Senza alcuna particolare intenzione, lontana da me, voglio riferire un particolare che riguarda una figlia di De Gasperi, che poi prese i voti, se non ricordo male, col nome di suor Lucia. Giovanissima, partecipò a una Tre giorni di esercizi spirituali, alla quale partecipava anche una oblata più grande, che si chiamava Giovanna, che è stata partecipe costante delle riunioni del Monastero. La prima sera la figlia di De Gasperi le disse: – Giovanna, mia madre, la sera, prima di andare a dormire, mi da la benedizione. Queste sere la benedizione dammela tu -.
Nel cimitero di Torrita Tiberina è sepolto Moro. La sua tomba è posta nella parte opposta all’ingresso del cimitero, che si protende come un promontorio su un’ansa del Tevere, che scorre girando attorno al monte. Si ammirava ( e si ammira) un bel panorama – un monte e un’ansa del Tevere – dal posto dove Moro è sepolto, che andavamo a visitare tutte le volte che andavamo a Civitella. Una volta trovammo costruito, nello stretto spazio tra la tomba e il muro di contenimento, un loculario stretto e largo, una brutta fabbrica che toglieva la vista dell’ansa del Tevere. Ora è stato eretto anche la tomba della moglie, quando io e Titina già da alcuni anni non frequentavamo più le riunioni del Monastero.

= Attività da svolgere =
a – Stampa una parte del brano scelto: comincia dalle parole "Senza alcuna particolare" e fermati dopo le parole "dammela tu -.".
b – Rispondi alle domande seguenti in base al brano scelto.
(i) Come si chiamava l'oblata più grande che partecipò alla Tre giorni di esercizi spirituali?
(ii) In quale cimitero è sepolto Moro?
(iii) Che cosa toglieva la vista dell'ansa del Tevere dal posto dove Moro è sepolto?

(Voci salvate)
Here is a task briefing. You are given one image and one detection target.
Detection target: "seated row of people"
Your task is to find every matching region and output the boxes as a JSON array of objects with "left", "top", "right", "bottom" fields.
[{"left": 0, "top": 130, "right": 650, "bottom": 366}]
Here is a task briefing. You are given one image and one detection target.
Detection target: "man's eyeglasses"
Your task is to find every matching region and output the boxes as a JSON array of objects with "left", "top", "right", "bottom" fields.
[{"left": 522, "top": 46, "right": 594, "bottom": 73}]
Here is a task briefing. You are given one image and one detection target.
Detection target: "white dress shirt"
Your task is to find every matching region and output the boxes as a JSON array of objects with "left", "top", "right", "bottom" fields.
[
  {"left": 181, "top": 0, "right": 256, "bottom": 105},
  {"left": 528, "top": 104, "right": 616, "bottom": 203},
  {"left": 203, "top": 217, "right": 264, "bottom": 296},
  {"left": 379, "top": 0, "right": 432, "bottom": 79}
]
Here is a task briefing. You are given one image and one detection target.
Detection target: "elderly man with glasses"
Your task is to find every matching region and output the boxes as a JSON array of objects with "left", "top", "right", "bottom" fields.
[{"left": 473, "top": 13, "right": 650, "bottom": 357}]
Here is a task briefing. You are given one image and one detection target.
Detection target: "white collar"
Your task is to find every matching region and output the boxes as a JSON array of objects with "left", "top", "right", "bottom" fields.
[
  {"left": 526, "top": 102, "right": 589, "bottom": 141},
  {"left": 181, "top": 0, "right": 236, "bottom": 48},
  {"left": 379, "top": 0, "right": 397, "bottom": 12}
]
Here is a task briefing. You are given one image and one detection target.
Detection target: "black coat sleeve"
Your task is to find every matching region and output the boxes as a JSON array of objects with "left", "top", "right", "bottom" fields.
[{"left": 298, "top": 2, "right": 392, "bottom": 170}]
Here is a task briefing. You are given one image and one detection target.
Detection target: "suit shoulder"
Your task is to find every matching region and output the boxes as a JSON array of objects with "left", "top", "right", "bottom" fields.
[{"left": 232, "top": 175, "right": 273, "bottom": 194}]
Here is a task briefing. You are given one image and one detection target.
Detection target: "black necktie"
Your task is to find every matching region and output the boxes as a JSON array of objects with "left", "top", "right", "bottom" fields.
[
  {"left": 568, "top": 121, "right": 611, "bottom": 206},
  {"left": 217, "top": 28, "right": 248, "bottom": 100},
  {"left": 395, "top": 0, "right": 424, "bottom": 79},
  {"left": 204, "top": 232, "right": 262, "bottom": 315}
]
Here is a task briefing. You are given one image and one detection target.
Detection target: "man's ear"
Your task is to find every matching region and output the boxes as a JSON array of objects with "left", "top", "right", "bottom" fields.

= Soluzioni in ordine =
a –
Senza alcuna particolare intenzione, lontana da me, voglio riferire un particolare che riguarda una figlia di De Gasperi, che poi prese i voti, se non ricordo male, col nome di suor Lucia. Giovanissima, partecipò a una Tre giorni di esercizi spirituali, alla quale partecipava anche una oblata più grande, che si chiamava Giovanna, che è stata partecipe costante delle riunioni del Monastero. La prima sera la figlia di De Gasperi le disse: – Giovanna, mia madre, la sera, prima di andare a dormire, mi da la benedizione. Queste sere la benedizione dammela tu -.

b –
(i) Giovanna.
(ii) Nel cimitero di Torrita Tiberina.
(iii) Un loculario stretto e largo, una brutta fabbrica costruita nello stretto spazio tra la tomba e il muro di contenimento.